Provided data -
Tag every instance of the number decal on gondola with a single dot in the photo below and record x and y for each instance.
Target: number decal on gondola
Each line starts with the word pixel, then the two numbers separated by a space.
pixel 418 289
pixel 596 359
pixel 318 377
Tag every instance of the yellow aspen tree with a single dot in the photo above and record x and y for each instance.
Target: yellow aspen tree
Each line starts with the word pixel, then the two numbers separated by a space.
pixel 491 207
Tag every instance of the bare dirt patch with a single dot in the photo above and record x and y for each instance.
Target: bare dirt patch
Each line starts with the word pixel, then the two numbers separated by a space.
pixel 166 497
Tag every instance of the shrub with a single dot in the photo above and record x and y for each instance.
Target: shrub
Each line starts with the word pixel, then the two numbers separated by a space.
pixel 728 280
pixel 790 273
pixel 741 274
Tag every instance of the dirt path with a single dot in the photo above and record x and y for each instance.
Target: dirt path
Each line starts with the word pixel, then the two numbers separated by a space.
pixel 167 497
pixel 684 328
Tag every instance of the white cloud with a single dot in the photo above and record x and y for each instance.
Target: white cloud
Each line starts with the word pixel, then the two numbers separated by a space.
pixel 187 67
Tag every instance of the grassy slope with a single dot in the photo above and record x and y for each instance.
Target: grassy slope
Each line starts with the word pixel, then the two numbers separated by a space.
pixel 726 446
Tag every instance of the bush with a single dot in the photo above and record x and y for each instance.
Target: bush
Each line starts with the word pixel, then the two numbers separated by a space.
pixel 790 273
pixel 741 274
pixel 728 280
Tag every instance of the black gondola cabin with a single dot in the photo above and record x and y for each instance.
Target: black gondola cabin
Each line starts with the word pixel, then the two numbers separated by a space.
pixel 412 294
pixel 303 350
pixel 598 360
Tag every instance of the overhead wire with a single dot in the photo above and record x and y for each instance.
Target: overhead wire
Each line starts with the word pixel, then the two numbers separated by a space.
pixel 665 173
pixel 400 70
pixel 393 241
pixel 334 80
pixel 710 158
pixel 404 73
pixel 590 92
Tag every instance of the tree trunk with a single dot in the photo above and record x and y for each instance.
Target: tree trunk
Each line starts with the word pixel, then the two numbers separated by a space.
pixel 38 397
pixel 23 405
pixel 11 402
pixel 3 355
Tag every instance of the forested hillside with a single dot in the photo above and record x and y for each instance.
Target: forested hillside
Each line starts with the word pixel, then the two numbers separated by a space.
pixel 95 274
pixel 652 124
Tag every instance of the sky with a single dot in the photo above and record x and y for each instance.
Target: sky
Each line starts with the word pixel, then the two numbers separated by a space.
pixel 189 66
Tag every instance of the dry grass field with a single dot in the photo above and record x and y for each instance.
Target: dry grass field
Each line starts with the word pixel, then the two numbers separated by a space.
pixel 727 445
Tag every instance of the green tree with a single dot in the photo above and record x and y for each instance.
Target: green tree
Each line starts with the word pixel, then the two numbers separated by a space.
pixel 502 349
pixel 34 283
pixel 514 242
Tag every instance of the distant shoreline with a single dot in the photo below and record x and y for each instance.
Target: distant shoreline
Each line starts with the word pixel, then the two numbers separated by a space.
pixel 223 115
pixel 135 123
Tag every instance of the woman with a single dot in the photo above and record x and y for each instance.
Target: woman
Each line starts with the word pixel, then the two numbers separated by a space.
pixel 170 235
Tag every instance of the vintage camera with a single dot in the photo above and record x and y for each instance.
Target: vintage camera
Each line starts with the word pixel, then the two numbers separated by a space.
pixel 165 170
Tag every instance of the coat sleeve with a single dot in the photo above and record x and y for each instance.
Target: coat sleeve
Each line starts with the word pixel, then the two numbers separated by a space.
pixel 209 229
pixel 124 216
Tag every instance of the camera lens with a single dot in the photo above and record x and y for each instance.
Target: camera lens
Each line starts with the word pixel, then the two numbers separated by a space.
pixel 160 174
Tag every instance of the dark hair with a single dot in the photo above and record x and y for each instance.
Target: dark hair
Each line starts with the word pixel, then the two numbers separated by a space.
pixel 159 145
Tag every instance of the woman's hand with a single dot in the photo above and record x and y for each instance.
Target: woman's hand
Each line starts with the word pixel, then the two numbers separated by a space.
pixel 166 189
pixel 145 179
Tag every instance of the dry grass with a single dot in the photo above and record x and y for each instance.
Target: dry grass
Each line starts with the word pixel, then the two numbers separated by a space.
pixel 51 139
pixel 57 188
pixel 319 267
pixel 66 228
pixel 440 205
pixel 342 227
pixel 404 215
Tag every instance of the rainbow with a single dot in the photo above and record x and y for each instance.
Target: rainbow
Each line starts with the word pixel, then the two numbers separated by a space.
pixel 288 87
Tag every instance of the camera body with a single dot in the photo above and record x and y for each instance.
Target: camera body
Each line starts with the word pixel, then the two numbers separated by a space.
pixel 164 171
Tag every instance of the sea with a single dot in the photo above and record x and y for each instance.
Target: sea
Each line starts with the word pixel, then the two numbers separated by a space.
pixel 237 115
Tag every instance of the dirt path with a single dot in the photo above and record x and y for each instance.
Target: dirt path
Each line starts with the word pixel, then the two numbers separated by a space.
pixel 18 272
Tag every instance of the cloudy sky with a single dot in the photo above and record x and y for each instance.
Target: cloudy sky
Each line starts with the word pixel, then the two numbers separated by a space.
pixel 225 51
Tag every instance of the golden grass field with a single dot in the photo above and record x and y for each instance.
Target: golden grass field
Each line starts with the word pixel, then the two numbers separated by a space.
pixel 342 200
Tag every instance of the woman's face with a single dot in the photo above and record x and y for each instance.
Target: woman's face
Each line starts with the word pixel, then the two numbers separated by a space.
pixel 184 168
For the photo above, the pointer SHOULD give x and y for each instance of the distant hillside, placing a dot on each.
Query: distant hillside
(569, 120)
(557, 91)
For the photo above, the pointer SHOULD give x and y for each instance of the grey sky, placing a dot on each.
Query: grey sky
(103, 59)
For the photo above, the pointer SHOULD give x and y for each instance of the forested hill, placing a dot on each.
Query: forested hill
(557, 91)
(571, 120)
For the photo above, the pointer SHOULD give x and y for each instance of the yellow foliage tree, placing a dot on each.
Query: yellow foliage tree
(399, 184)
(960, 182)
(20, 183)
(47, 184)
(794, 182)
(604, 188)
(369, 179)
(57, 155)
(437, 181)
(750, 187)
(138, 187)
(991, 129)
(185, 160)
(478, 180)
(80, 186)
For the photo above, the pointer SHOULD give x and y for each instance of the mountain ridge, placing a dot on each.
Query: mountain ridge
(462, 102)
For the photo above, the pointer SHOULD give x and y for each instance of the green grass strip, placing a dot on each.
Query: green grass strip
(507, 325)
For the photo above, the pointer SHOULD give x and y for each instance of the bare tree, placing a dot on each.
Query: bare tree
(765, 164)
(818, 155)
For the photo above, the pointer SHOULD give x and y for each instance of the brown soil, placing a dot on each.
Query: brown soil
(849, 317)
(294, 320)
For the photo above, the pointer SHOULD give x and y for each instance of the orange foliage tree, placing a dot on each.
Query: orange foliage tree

Exercise details -
All the records above need to be transcribed exactly and in full.

Expected answer -
Tag every instance of the number decal on gondola with a single dot in the photo below and record x and y for each instance.
Target: number decal on gondola
Each line starts with the word pixel, then the two numbers separated by a space.
pixel 418 289
pixel 596 359
pixel 318 377
Tag every instance of the yellow aspen tree with a single dot in the photo above and record x and y for each instance.
Target: yellow aspen tree
Each line starts with the word pixel, then the two numbers separated by a space.
pixel 491 207
Tag every instance of the bare dirt patch with a single dot in the photo above and record x and y for each instance.
Target: bare dirt patch
Each line starts with the word pixel, then the two numbers separated by a space.
pixel 166 497
Tag every instance of the shrub with a single dot in the photo above and record x and y for each instance.
Target: shrub
Each line starts with the word pixel, then the two numbers separated by a space.
pixel 728 280
pixel 790 273
pixel 741 274
Tag every instance of the dirt path with a single dot in the photo above and record x and y for each instance.
Target: dirt path
Each line starts with the word pixel, then the two numbers separated by a space.
pixel 167 497
pixel 684 328
Tag every instance of the white cloud with a single dot in the photo above and record x and y for each instance.
Target: white cloud
Each line starts with the word pixel, then the two numbers separated by a space.
pixel 187 67
Tag every instance of the grassy slope with a single dot in the photo above and record x and y for each instance.
Target: grassy slope
Each line starts with the word pixel, then the two numbers separated by a space.
pixel 726 446
Tag every instance of the bush with a single dot in the photo above and record x and y for each instance.
Target: bush
Each line starts with the word pixel, then the two numbers separated by a space.
pixel 790 273
pixel 741 274
pixel 728 280
Tag every instance of the black gondola cabin with a single dot in the photo above and record x and y for each instance.
Target: black gondola cabin
Each line starts with the word pixel, then the two numbers separated by a space.
pixel 412 294
pixel 303 350
pixel 598 360
Tag every instance of the overhead wire with a single dot in the photo above and record x and y for each instance.
Target: overhead wire
Each line starts with the word pixel, then the two numbers separated by a space.
pixel 665 173
pixel 400 70
pixel 393 241
pixel 334 80
pixel 710 158
pixel 404 73
pixel 590 92
Tag every instance of the tree trunk with a single dot in the photo above and record x and y for each instance.
Target: tree trunk
Each line starts with the word pixel, then the two numbers separated by a space.
pixel 38 397
pixel 23 405
pixel 11 402
pixel 3 355
Tag every instance of the forested hillside with a single dot in the photo above and record x and y for each instance.
Target: forested hillside
Each line starts with the word pixel, then the two numbers separated by a space.
pixel 95 274
pixel 652 124
Tag every instance of the sky with a single dot in the photo above and record x and y for each instance.
Target: sky
Each line starts with the word pixel, then the two numbers separated by a space.
pixel 189 66
Tag every instance of the dry grass field with a single dot in the photo above and record x and y for each instance.
Target: dry grass field
Each line starts with the word pixel, then the two numbers separated by a space.
pixel 727 445
Tag every instance of the green tree with a single dot in the photo above and record x and y for each instance.
Target: green tree
Each line starts with the word pixel, then the two numbers separated by a space.
pixel 502 349
pixel 34 283
pixel 514 242
Tag every instance of the distant shoreline with a single dot in the photo below and record x and y for each instance.
Target: distant shoreline
Each line starts with the word pixel, then the two numbers separated by a space.
pixel 223 115
pixel 135 123
Tag every instance of the woman with a single dot in the photo above and record x and y for each instance.
Target: woman
Each line starts with the word pixel, then the two numbers separated by a space.
pixel 170 235
Tag every instance of the vintage camera with a single dot in the photo above and record x and y for each instance.
Target: vintage camera
Each line starts with the word pixel, then the two numbers separated by a space.
pixel 165 170
Tag every instance of the coat sleeve with a single dot in the photo above and record x and y for each instance.
Target: coat sleeve
Each line starts with the word pixel, then the two numbers separated by a space.
pixel 209 229
pixel 124 216
Tag every instance of the camera lens with a single dot in the photo above and record x and y for each instance.
Target: camera lens
Each line starts with the word pixel, then the two numbers separated by a space.
pixel 160 174
Tag every instance of the dark hair with a single dot in the photo above and record x and y for each instance.
Target: dark hair
Each line starts with the word pixel, then the two numbers separated by a space.
pixel 159 145
Tag every instance of the woman's hand with a single dot in the photo above and record x and y for each instance.
Target: woman's hand
Each line starts with the word pixel, then the two numbers separated by a space.
pixel 166 189
pixel 145 179
Tag every instance of the dry grass with a single dot in the photo above and record x and y for each instance.
Target: dry grass
Each line starts with the word pixel, then the two numbers separated by a space.
pixel 51 139
pixel 57 188
pixel 319 267
pixel 66 228
pixel 440 205
pixel 342 227
pixel 404 215
Tag every instance of the rainbow with a single dot in the photo above and record x and y for each instance.
Target: rainbow
Each line starts with the word pixel, then the two numbers separated by a space.
pixel 288 87
Tag every instance of the camera body with a single dot in the photo above and record x and y for each instance.
Target: camera body
Each line starts with the word pixel, then the two numbers separated by a space.
pixel 164 171
Tag every instance of the sea with a single dot in the photo above and record x and y for each instance.
Target: sea
Each line starts with the word pixel, then the two numbers separated by a space.
pixel 237 115
Tag every instance of the dirt path with a single dot in the photo above and record x and y for each instance.
Target: dirt path
Each line starts with the word pixel, then the two numbers separated by a space.
pixel 18 272
Tag every instance of the cloudy sky with a single dot in the photo above and record x and y for each instance.
Target: cloudy sky
Each line starts with the word pixel, then the two numbers separated by a space.
pixel 225 51
Tag every instance of the golden grass field with a single dot in the photo above and record x and y for each instance.
Target: golden grass field
Each line starts with the word pixel, then the two numbers separated by a space.
pixel 342 200
Tag every instance of the woman's face with a single dot in the photo above and record x and y for each instance.
Target: woman's face
Each line starts with the word pixel, then the two numbers separated by a space.
pixel 184 168
For the photo above, the pointer SHOULD give x and y for each instance of the distant hillside, placing a dot on each.
Query: distant hillside
(569, 120)
(557, 91)
For the photo above, the pointer SHOULD give x and y for each instance of the grey sky, placing a dot on each.
Query: grey sky
(103, 59)
For the photo above, the pointer SHOULD give x and y for each instance of the forested hill, placing a dot on each.
Query: forested hill
(557, 91)
(571, 120)
For the photo above, the pointer SHOULD give x and y for each instance of the yellow foliage tree, placing a dot on each.
Query: yellow foliage tree
(399, 184)
(960, 182)
(20, 183)
(47, 184)
(794, 182)
(604, 188)
(369, 179)
(57, 155)
(437, 181)
(750, 187)
(138, 187)
(991, 129)
(185, 160)
(478, 180)
(80, 186)
For the photo above, the pointer SHOULD give x and y for each instance of the mountain ridge, placing a dot on each.
Query: mountain ridge
(462, 102)
For the photo above, the pointer SHOULD give x and y for each instance of the green grass strip, placing a dot on each.
Query: green grass strip
(507, 325)
For the photo above, the pointer SHOULD give x and y for each instance of the bare tree, placing a dot on each.
Query: bare tree
(765, 164)
(818, 155)
For the photo above, the pointer SHOULD give x and y for each instance of the brown soil, placing a dot on each.
Query: brown soil
(849, 317)
(294, 320)
For the photo above, the pointer SHOULD give x and y for each instance of the orange foliage tree, placing a dot on each.
Query: orange foliage tree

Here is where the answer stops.